DATA UNDER STUDY ▸
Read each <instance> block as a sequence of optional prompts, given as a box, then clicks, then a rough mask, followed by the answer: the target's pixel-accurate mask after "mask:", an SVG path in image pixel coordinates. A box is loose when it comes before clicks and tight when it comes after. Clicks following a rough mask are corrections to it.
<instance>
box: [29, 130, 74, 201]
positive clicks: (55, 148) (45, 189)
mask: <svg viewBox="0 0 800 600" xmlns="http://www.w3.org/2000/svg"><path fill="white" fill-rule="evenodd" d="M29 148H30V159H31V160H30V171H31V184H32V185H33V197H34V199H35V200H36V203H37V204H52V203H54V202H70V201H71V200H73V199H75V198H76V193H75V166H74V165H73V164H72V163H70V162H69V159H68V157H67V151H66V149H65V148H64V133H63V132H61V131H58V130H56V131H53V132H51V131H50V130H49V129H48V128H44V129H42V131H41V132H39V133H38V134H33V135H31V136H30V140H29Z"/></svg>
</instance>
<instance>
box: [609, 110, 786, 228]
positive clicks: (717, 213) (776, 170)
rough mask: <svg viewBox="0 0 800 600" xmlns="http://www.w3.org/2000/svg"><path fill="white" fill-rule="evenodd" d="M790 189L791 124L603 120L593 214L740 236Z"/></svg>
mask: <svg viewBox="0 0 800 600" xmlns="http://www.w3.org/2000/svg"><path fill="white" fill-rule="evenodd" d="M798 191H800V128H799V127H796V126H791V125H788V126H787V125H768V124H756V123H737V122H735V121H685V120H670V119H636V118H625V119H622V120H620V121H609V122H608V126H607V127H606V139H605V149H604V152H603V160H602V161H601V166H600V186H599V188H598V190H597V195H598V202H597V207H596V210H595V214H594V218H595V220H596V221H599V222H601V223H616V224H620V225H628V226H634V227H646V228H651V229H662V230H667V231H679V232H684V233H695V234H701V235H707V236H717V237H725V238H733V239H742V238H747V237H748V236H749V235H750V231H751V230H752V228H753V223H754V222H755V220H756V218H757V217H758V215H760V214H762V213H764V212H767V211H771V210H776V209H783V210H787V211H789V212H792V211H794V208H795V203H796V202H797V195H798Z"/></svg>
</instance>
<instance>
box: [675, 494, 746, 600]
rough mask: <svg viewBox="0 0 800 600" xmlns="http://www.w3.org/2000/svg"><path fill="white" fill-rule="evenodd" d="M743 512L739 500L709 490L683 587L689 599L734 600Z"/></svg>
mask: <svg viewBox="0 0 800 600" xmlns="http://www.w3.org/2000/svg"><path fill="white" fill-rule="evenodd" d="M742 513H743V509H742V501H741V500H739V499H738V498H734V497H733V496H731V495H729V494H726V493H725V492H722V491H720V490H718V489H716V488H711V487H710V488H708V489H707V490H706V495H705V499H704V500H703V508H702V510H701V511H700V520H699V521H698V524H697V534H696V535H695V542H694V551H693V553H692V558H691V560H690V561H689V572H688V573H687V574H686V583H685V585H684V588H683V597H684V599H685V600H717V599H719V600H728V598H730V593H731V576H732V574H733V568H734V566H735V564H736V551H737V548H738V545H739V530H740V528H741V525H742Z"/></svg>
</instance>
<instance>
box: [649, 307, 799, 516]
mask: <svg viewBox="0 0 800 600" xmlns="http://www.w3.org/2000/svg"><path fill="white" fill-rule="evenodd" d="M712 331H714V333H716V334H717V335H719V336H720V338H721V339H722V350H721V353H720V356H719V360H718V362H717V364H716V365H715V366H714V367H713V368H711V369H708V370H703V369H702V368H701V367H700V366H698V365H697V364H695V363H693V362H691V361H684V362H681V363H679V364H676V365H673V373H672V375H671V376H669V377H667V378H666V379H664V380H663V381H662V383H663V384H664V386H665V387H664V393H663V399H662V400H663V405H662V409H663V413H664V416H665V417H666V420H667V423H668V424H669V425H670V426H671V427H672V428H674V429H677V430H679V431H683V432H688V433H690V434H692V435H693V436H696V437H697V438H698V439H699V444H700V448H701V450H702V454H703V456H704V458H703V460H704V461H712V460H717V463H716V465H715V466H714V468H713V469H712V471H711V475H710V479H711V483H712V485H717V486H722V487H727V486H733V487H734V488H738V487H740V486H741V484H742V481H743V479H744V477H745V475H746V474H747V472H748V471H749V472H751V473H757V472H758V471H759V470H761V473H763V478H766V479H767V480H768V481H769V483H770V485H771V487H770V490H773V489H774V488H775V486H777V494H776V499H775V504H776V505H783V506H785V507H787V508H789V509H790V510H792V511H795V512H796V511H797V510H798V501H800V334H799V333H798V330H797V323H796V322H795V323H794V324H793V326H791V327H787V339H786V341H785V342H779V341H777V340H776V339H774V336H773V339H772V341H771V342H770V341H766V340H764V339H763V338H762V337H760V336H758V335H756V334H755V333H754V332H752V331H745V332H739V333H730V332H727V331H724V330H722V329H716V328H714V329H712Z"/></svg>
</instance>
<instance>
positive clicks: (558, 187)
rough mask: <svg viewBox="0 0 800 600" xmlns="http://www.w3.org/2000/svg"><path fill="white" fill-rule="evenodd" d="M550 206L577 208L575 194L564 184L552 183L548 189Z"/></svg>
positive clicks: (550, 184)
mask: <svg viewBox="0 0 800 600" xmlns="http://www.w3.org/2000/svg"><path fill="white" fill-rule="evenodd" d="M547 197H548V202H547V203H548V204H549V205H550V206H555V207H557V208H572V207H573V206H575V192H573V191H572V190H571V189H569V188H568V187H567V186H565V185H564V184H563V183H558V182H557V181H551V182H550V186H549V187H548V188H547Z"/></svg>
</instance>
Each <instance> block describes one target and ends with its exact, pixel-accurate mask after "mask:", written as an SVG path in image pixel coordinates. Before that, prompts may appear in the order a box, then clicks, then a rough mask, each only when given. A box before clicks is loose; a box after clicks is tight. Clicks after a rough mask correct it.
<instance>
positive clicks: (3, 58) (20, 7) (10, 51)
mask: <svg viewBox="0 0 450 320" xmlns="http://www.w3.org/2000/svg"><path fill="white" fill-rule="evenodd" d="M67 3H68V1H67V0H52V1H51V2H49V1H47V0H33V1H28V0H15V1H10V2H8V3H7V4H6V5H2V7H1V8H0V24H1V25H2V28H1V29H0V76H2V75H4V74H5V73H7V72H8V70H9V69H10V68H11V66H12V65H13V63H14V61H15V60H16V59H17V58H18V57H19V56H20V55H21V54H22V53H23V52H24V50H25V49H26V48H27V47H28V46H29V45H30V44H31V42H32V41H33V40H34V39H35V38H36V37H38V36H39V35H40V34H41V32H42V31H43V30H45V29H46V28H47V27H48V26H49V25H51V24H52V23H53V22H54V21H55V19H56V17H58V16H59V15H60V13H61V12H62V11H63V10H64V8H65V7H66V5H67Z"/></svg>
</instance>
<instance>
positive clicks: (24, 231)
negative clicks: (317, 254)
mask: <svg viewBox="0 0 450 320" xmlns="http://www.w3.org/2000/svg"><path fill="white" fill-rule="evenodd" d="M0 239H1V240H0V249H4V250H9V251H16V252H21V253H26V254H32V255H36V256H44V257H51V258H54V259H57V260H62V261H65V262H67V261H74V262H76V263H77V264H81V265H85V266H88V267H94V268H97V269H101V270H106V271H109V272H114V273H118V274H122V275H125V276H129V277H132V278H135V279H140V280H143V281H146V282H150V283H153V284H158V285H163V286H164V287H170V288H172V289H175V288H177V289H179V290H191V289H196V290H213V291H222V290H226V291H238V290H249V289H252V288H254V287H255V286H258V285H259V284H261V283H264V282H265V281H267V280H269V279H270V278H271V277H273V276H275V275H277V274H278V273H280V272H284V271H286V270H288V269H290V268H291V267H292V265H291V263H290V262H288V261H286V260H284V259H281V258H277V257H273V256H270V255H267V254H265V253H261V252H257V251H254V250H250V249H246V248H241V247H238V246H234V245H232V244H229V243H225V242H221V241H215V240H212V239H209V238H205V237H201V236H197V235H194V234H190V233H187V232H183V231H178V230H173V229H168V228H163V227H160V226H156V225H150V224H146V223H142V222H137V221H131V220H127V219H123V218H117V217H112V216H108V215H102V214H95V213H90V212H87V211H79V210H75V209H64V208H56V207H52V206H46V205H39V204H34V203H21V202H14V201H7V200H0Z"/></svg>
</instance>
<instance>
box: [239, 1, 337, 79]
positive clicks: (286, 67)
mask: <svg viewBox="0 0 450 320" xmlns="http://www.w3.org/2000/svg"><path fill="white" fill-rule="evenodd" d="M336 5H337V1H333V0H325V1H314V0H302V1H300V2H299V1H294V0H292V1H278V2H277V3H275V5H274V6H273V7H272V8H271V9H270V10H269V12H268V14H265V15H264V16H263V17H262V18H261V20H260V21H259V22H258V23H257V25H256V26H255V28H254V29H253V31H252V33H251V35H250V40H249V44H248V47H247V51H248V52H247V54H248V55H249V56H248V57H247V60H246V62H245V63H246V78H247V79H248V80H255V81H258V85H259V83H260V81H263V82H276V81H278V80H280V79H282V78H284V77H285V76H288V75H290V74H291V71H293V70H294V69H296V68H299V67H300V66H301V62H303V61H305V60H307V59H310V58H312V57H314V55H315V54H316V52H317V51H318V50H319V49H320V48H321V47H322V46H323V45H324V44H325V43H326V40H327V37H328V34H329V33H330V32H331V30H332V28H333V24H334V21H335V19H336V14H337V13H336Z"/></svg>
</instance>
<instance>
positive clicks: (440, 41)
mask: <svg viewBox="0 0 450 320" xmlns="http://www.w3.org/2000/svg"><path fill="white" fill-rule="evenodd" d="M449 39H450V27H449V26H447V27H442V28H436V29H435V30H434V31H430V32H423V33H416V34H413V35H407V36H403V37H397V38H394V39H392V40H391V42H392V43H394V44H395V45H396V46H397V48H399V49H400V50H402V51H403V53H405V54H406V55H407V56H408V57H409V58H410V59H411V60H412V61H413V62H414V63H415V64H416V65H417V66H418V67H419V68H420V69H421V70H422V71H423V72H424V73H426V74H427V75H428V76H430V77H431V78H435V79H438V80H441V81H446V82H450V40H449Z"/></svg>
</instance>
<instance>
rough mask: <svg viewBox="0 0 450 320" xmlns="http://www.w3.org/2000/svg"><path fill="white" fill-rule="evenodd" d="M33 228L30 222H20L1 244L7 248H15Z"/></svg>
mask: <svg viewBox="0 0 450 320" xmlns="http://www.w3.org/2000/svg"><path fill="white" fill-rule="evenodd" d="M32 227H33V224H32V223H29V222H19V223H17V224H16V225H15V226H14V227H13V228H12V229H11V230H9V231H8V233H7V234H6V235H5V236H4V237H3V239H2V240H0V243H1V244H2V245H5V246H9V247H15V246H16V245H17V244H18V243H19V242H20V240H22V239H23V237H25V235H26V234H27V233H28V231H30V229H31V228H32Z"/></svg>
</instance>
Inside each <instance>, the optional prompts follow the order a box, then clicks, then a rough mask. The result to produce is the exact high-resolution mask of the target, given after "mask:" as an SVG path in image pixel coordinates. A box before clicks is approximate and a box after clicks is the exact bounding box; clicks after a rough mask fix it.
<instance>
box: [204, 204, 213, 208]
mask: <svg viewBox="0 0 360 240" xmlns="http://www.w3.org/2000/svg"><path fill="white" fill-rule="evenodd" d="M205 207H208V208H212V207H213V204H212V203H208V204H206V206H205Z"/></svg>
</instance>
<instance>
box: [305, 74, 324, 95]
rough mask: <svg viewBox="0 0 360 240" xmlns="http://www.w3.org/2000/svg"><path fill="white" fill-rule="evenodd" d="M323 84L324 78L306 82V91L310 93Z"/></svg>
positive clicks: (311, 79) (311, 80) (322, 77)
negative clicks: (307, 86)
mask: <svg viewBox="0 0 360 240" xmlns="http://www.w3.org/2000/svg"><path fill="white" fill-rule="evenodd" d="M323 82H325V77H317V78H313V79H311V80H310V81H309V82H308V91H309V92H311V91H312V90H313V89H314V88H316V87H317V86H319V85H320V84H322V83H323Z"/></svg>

PROBLEM STATEMENT ▸ Return solely the count of lines in the data above in which the word "tight" occurs.

YOUR RESPONSE ▸ 2